SELECTED TEXT:
Interestingly, the comparison of the patent and the exhibited in the Arithmeum machine shows that the latter is an older prototype, as several essential details of the patented machine are missing. The Esser machine in the Arithmeum does not have tens-carry in the revolution counter, which is necessary to be able to do abridged multiplication and division. Other missing features mark this machine out as an early model: the main crank has no rest position lock, and there is no bell to signal an overflow of the result mechanism. The inventor must also have envisaged the mass production of his machine, as it consists of modules that can easily be exchanged (which was absolutely unusual at the time), to meet the individual needs of customers concerning capacity. Let’s examine the Esser calculating machine, using the patent drawing (see the image below).
The Esser calculating machine comprises three indicators, which may be designated as “operating-indicator” (marked with A on the drawing), “product-indicator” (marked with C), and “quotient-indicator” (marked with B), because by setting a number as multiplier in the quotient-indicator and a number as multiplicand in the operating-indicator the product-indicator, after manipulating with the operating-indicator in one direction, shows or indicates the product of the multiplication, and, vice versa, by setting a number on the product-indicator as the dividend and a number in the operating-indicator as the divisor and manipulating the operating-indicator in a reverse direction the quotient-indicator will show or indicate the result of the division.

WHAT YOU WILL DO: Extend the passage on the Esser calculating machine above with the next few sentences, picking up after its final sentence.

EXTRACTED RECORDS:
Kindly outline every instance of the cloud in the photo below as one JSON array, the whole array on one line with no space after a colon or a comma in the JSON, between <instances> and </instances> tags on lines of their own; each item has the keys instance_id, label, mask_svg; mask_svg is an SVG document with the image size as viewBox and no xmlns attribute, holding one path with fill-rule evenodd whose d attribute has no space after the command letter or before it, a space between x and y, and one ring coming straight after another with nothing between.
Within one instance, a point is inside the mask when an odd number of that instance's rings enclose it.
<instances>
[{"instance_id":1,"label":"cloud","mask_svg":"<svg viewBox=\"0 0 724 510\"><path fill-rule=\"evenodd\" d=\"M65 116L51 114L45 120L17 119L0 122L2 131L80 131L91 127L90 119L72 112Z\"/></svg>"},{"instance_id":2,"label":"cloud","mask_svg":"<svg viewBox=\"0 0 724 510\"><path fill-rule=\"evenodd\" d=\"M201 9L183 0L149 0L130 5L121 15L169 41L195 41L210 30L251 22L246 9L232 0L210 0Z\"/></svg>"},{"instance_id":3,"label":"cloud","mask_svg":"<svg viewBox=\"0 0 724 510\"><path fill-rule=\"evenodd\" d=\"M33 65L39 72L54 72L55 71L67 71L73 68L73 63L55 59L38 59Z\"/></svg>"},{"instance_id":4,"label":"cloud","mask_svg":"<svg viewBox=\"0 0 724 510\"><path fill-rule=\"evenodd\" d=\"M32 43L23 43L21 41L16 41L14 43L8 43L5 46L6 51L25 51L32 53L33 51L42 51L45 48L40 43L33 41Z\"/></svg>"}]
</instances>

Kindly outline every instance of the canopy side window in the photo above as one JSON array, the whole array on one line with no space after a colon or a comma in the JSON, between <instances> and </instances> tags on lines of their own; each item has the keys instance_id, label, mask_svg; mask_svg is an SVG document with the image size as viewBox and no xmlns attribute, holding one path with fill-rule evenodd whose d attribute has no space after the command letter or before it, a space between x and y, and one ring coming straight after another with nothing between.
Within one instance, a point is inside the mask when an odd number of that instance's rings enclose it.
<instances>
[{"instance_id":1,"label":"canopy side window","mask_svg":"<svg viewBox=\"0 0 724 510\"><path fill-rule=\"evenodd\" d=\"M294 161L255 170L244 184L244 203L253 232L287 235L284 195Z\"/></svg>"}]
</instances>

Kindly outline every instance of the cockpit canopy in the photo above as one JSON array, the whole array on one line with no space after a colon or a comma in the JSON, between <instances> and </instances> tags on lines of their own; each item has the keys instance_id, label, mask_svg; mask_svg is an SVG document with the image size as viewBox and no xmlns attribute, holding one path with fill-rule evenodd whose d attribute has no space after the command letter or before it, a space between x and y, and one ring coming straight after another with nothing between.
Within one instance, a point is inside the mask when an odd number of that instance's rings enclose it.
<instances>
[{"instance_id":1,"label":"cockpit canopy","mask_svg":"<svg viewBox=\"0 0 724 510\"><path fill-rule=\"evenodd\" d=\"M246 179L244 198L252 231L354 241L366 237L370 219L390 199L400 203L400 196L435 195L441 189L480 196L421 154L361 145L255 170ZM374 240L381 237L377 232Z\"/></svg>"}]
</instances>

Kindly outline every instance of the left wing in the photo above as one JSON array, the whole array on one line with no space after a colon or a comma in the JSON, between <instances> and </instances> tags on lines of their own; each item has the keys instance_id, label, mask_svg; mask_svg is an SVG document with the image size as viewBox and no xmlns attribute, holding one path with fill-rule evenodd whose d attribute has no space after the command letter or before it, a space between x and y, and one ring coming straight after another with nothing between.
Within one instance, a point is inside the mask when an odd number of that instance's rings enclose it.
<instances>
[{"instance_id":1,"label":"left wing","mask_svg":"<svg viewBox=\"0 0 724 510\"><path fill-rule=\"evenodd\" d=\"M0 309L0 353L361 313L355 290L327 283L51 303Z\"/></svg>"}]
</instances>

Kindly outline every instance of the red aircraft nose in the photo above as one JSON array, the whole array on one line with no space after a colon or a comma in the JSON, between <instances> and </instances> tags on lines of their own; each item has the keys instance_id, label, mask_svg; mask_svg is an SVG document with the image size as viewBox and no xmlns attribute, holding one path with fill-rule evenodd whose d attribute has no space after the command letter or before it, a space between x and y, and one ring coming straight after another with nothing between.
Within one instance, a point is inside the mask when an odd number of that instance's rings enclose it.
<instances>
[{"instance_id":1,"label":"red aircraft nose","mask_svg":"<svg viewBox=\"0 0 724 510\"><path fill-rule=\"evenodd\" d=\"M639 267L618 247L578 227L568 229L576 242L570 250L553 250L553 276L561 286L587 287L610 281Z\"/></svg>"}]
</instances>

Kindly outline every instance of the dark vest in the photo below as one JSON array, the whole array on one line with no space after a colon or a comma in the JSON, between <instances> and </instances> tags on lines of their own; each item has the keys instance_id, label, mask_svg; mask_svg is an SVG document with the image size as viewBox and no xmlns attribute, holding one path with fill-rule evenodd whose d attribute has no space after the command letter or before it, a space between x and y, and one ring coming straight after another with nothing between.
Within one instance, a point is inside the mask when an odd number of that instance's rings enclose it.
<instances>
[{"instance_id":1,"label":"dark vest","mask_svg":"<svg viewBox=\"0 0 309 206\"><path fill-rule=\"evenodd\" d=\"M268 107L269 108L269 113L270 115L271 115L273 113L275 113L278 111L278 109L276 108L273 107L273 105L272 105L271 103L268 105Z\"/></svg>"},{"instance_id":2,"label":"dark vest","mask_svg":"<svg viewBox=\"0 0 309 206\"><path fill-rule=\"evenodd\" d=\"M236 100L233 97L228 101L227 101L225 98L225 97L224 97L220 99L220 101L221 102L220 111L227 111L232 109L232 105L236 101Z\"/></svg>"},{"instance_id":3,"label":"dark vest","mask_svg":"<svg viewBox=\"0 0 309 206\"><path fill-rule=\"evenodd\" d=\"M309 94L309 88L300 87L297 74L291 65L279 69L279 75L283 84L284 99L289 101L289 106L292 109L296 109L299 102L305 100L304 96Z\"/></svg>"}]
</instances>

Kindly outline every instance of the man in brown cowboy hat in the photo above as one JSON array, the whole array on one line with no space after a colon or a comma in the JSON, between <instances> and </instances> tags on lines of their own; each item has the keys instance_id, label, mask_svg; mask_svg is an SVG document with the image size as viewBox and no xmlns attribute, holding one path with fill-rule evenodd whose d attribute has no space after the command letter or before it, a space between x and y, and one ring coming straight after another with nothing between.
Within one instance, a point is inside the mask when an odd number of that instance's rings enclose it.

EXERCISE RESULT:
The main advantage of the Esser calculating machine over the other calculating machines of the time was during multiplication, when an abridged method may be employed by which considerable time and labor are saved. If a large number (say 33333) is to be multiplied, for instance, with the number 2479, the operation may be performed on this machine in the same manner as is employed on the other machines—i.e., the multiplication of two factors may be carried on in the usual way, in which the main shaft is to be turned 9+7+4+2=22 times (according to the digits of the multiplier). However, the Esser machine allows an abridged method to be employed, in which the main shaft is to be turned only 10 times. What a great improvement!
Biography of Heinrich Esser
Little is known about Heinrich Esser. He was born in Pingsheim in the Euskirchen district in 1845. After graduating from high school in Düren, Esser studied civil engineering in Berlin and at the Technische Hochschule Aachen, where he passed the construction manager examination in 1874. He was a government builder at the Royal Railway Directorate in Cologne and later a municipal police building inspector in Aachen, where he died in 1906.